EXERCISE INSTRUCTIONS:
**A.** According to the history passage, how many Spanish infantrymen occupied Baler when the Filipino insurgents arrived?
**B.** Continue the history passage on Shelby's exile and the Siege of Baler from its last sentence.

Announcing that they chose “exile over surrender,” Shelby and roughly 600 soldiers rode south to Mexico after the collapse of the Confederacy. Following a three-month journey through the desert, they offered their services to Maximilian I, an Austro-Hungarian who had been installed as emperor of Mexico in 1864. While the emperor balked at including rebel soldiers in his army, he allowed Shelby’s émigrés to help found the Carlota Colony, a small settlement of Confederate expats. The upstart community enjoyed a brief period of prosperity but eventually dissolved after Emperor Maximilian was overthrown. Having never surrendered to federal forces, Shelby and most of his comrades returned to the United States in 1867 and resumed civilian life.
Spanish troops at the Siege of Baler
The Siege of Baler came during the confusion of the Spanish-American War and the Philippine Revolution, in which Filipino freedom fighters revolted against Spanish colonial rule. The bizarre episode began in late June of 1898 when 800 Filipino insurgents descended upon the town of Baler, then occupied by just a small detachment of 57 Spanish infantrymen.

EXTRACTED DATA:
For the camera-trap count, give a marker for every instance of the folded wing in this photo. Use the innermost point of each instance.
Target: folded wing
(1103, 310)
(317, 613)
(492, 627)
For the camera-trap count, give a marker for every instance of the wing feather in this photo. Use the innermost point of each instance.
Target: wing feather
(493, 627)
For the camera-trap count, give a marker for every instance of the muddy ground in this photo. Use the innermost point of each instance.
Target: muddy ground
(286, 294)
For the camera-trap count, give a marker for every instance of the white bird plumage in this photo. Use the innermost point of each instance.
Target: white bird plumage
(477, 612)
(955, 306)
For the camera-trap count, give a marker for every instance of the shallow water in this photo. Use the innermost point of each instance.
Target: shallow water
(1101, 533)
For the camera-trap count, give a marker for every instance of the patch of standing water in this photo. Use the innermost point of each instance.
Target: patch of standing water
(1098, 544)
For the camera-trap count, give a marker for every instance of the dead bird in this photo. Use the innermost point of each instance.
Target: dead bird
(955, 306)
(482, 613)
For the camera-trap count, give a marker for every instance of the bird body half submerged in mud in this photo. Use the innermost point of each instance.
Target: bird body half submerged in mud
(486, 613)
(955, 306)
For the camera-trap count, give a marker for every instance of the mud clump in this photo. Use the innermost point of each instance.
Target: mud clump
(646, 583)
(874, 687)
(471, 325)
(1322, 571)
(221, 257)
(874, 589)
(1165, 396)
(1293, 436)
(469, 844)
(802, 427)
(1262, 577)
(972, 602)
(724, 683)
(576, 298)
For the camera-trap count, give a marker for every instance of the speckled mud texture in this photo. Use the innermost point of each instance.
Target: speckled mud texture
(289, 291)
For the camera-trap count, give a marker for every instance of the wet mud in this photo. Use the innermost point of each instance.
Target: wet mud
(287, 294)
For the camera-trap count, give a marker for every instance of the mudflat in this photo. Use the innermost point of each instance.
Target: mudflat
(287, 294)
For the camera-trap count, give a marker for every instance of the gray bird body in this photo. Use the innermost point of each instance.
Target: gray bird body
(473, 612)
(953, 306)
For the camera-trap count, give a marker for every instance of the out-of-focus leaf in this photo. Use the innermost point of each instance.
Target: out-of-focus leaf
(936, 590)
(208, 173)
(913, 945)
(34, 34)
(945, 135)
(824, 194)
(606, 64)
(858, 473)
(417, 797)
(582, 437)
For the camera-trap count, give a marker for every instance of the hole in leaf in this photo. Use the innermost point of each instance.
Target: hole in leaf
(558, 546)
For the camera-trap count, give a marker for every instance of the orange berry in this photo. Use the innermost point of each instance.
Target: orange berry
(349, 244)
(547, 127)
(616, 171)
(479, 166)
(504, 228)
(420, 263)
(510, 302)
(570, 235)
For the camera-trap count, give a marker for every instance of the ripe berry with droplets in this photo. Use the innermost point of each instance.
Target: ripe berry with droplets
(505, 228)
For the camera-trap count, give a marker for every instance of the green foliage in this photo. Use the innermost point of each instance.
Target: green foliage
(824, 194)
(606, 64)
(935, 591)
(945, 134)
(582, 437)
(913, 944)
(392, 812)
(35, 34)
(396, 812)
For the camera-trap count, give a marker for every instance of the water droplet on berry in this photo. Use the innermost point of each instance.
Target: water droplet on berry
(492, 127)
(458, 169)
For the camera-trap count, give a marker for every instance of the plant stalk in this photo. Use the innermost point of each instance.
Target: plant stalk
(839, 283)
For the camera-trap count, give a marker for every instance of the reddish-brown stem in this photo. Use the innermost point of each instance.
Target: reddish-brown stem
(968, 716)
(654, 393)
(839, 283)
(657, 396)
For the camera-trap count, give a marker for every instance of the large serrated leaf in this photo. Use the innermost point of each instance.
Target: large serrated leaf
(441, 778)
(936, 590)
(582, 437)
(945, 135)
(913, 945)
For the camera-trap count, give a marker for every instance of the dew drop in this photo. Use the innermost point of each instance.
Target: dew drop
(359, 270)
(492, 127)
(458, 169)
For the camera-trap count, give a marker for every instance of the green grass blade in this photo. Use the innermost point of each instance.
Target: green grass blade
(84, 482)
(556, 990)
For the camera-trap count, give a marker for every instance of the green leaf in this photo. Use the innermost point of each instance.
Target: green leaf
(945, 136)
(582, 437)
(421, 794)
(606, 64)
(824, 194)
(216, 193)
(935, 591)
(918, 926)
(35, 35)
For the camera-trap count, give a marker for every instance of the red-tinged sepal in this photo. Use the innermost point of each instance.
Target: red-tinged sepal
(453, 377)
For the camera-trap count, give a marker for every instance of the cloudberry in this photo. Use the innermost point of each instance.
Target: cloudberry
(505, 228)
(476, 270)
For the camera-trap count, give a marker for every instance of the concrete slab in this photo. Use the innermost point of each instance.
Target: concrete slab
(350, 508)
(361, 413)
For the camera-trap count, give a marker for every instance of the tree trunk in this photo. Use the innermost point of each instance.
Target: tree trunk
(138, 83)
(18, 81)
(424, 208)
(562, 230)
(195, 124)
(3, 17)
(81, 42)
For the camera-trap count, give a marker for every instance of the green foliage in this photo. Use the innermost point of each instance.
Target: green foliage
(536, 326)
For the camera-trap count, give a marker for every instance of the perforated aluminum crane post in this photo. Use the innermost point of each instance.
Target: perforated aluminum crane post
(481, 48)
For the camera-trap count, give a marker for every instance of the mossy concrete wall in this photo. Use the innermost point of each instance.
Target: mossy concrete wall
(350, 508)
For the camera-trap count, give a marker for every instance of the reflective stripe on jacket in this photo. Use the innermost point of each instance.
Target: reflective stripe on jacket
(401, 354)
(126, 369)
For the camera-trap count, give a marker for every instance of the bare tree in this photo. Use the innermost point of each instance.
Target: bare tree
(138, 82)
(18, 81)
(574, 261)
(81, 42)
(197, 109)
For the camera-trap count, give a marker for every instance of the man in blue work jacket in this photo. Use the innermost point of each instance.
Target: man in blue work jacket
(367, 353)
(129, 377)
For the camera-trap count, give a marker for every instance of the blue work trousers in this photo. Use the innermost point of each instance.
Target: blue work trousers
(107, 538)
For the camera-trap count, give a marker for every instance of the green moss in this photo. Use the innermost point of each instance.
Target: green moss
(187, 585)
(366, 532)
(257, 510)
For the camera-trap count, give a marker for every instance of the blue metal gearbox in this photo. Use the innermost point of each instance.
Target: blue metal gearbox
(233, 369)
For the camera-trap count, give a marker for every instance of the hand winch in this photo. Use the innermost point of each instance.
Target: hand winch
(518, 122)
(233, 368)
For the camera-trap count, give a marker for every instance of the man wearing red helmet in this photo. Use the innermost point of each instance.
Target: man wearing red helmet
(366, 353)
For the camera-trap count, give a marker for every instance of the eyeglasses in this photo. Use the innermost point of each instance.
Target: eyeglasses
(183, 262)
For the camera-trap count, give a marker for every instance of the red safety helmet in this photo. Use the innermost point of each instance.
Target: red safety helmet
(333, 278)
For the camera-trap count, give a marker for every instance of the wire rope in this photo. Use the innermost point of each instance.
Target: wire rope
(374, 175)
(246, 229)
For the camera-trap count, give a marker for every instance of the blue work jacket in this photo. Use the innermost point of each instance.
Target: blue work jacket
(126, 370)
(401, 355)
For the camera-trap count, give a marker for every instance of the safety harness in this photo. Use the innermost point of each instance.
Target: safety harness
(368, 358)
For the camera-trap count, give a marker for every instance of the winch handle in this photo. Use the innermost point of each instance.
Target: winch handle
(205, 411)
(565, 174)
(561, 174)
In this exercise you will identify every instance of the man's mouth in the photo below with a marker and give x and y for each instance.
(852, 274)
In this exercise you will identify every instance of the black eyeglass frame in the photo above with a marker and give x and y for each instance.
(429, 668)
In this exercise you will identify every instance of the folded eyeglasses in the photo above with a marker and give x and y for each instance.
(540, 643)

EXPECTED OUTPUTS:
**A.** 57

**B.**
Faced with the Filipinos’ superior numbers, the Spaniards took refuge inside a stone church. Filipino forces promptly laid siege to the building, but the Spanish battalion stubbornly refused to lay down its arms. Although racked by disease and starvation, the troops would hold out in their makeshift fort until well after the official end of Spanish-Philippine hostilities in December 1898. During this time, the Filipinos repeatedly tried to convince the men that the war was over by sending them newspapers and other messages, but the Spanish dismissed these attempts as lies. The turning point in the standoff came when a Spanish officer noticed the wedding announcement of someone he knew in a newspaper sent by the Filipinos. Convinced of the document’s authenticity, the surviving Spaniards finally surrendered on June 2, 1899—nearly six months after their war had ended.